- _WHAT THE TASK REQUIRES_:
Please retype all of the data below, word for word.

Records from a data source:
"""
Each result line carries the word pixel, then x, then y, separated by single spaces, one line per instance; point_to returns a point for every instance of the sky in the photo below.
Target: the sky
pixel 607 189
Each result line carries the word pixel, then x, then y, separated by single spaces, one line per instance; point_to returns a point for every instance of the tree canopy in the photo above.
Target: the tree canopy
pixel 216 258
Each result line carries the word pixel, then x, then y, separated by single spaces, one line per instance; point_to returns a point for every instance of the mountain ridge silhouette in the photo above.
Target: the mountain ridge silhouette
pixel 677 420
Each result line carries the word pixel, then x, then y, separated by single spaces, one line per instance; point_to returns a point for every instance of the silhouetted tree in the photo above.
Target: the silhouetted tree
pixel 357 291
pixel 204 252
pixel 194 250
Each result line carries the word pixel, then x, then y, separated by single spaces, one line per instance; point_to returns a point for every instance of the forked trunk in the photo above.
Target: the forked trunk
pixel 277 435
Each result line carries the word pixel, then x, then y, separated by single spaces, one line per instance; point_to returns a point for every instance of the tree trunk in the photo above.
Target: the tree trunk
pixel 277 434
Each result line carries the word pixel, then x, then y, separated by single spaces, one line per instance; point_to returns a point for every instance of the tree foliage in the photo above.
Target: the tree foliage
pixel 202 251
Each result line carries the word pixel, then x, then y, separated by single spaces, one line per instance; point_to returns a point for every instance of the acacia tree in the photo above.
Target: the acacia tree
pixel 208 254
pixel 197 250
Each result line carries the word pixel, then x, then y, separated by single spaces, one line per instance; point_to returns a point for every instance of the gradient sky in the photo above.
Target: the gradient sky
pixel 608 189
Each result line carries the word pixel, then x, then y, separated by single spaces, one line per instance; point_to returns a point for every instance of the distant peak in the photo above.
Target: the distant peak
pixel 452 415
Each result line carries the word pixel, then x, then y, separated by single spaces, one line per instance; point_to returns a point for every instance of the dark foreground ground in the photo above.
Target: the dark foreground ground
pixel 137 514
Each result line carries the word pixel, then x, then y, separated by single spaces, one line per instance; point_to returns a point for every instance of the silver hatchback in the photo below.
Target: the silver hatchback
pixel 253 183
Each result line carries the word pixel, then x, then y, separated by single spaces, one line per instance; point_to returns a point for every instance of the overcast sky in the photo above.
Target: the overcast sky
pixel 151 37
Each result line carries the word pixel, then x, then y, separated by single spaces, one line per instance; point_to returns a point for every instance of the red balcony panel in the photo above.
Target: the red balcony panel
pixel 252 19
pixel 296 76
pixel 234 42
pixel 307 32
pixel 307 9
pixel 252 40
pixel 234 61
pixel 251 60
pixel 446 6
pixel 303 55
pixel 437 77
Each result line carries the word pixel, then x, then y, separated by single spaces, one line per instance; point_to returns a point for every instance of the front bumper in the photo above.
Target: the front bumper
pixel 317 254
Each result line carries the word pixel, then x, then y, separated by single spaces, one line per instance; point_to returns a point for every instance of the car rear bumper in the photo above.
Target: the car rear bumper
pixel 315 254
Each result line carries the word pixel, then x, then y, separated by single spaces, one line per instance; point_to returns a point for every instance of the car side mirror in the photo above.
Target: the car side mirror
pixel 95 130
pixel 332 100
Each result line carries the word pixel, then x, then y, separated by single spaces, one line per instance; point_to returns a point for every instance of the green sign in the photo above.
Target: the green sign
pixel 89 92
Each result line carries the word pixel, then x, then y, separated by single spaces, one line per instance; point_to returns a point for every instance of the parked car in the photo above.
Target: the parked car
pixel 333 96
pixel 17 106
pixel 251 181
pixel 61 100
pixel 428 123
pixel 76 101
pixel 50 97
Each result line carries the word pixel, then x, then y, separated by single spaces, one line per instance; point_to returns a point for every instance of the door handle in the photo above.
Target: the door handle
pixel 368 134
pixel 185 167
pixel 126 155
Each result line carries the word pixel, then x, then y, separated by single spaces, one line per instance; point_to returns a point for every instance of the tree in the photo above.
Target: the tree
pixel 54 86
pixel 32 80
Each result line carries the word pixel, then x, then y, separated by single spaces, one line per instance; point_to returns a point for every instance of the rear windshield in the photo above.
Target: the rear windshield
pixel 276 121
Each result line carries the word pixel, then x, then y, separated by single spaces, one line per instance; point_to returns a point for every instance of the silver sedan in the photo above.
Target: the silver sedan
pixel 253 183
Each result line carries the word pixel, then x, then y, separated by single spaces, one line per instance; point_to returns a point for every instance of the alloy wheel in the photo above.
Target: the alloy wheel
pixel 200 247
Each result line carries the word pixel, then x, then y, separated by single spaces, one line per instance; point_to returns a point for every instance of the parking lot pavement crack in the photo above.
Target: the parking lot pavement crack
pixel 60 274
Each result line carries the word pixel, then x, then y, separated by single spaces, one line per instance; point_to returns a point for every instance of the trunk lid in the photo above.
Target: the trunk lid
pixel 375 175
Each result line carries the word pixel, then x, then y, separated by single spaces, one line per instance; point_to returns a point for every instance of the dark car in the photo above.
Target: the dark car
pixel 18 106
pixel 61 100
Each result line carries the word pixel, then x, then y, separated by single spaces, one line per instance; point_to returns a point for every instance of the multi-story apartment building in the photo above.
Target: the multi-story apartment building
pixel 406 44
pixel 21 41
"""
- _RESPONSE AREA_:
Each result line carries the word pixel, then x, then y, separated by single spaces, one line per instance; point_to returns a point for every instance of the sky in the photo below.
Target: the sky
pixel 607 189
Each result line carries the word pixel, then x, then y, separated by single spaces, one line per instance; point_to returns a point for every instance of the tree canopy in the photo above.
Target: the tree canopy
pixel 216 258
Each result line carries the word pixel, then x, then y, separated by single spaces, one line per instance; point_to returns a point for every instance of the mountain ridge silhouette in the photo above.
Target: the mountain ridge silhouette
pixel 677 420
Each result line carries the word pixel, then x, then y, separated by single spaces, one line per instance; point_to returns a point for every instance of the silhouetted tree in the photo above.
Target: the silhouetted tree
pixel 357 291
pixel 204 252
pixel 194 250
Each result line carries the word pixel, then x, then y, separated by single spaces, one line per instance; point_to returns a point for every instance of the forked trunk in the photo above.
Target: the forked trunk
pixel 277 435
Each result line carries the word pixel, then x, then y, separated by single spaces, one line per instance; point_to returns a point for every instance of the tree trunk in the photo above.
Target: the tree trunk
pixel 277 434
Each result line carries the word pixel, then x, then y, separated by single spaces, one line per instance; point_to returns a point for every instance of the tree foliage in the photo above.
Target: the tree foliage
pixel 202 251
Each result line carries the word pixel, then x, then y, separated by single spaces, one line per instance; point_to returns a point for every instance of the acacia tree in the photo above.
Target: the acacia tree
pixel 208 254
pixel 197 250
Each result line carries the word pixel, then x, then y, separated by single spaces, one line per instance; point_to returns a point for every instance of the gradient sky in the photo above.
Target: the gradient sky
pixel 608 189
Each result line carries the word pixel, then x, then y, separated by single spaces, one line per instance; point_to returns a point for every instance of the distant peak in the photo above.
Target: the distant peak
pixel 452 415
Each result line carries the word pixel, then x, then y, separated by single spaces, one line per instance; point_to returns a point for every instance of the dark foreground ground in the photo above.
Target: the dark foreground ground
pixel 137 514
Each result line carries the word pixel, then x, then y, separated by single spaces, one line per instance; point_to returns a point for every instance of the silver hatchback in the photo below.
Target: the silver hatchback
pixel 253 183
Each result line carries the word pixel, then x, then y, separated by single spaces, one line per instance; point_to returns a point for every instance of the overcast sky in the photo above.
Target: the overcast sky
pixel 151 37
Each result line carries the word pixel, then x, then y, separated by single spaces, one line per instance; point_to returns a point for every instance of the red balcony panel in the photo above.
Target: the red balcony panel
pixel 252 19
pixel 296 76
pixel 234 42
pixel 307 32
pixel 307 9
pixel 252 40
pixel 234 61
pixel 251 60
pixel 446 6
pixel 303 55
pixel 437 77
Each result line carries the word pixel, then x, then y, separated by single spaces, one line per instance; point_to returns a point for every instance of the front bumper in the photo above.
Target: the front bumper
pixel 317 254
Each result line carries the word pixel, then x, then y, separated by single spaces, one line per instance; point_to returns a point for every instance of the car rear bumper in the photo above.
Target: the car rear bumper
pixel 315 254
Each result line carries the word pixel, then x, then y, separated by single spaces, one line per instance; point_to returns a point for every instance of the car side mirror in the photo above.
Target: the car side mirror
pixel 95 130
pixel 332 100
Each result line carries the word pixel, then x, then y, separated by single spaces, one line per instance; point_to returns a point for every instance of the green sign in the photo above.
Target: the green sign
pixel 89 92
Each result line carries the word pixel, then x, then y, separated by single spaces, one line per instance; point_to returns a point for every instance of the parked car in the photo above.
Target: the parked car
pixel 333 96
pixel 17 106
pixel 251 181
pixel 61 100
pixel 428 123
pixel 76 101
pixel 50 97
Each result line carries the word pixel, then x, then y, separated by single spaces, one line per instance; point_to returns a point for every instance of the door handle in the photo above.
Target: the door handle
pixel 368 134
pixel 185 167
pixel 126 155
Each result line carries the word pixel, then x, then y, separated by single spaces, one line per instance; point_to returns a point for every instance of the tree in the photo above.
Target: the tree
pixel 54 86
pixel 32 80
Each result line carries the word pixel, then x, then y, separated by single spaces, one line per instance; point_to returns a point for every instance of the rear windshield in the photo above.
Target: the rear windshield
pixel 276 121
Each result line carries the word pixel, then x, then y, separated by single spaces, one line per instance; point_to returns a point for every instance of the silver sedan in the photo above.
Target: the silver sedan
pixel 253 183
Each result line carries the word pixel, then x, then y, separated by single spaces, one line per instance; point_to returns a point for every instance of the alloy wheel in the photo above.
Target: the alloy wheel
pixel 200 247
Each result line carries the word pixel, then x, then y, separated by single spaces, one line per instance; point_to returns a point for every instance of the parking lot pavement crack in the photo above.
Target: the parking lot pavement crack
pixel 60 274
Each result line carries the word pixel, then x, then y, separated by single spaces, one line per instance; point_to returns a point for every instance of the trunk lid in the photo above.
Target: the trunk lid
pixel 375 175
Each result line carries the word pixel, then x, then y, separated by single spaces, one line per instance; point_to returns a point for every instance of the dark car in the photo above.
Target: the dark car
pixel 18 106
pixel 61 100
Each result line carries the word pixel, then x, then y, separated by single spaces, one line per instance; point_to returns a point for every instance of the multi-story apartment building in the photo above.
Target: the multi-story apartment building
pixel 406 44
pixel 21 41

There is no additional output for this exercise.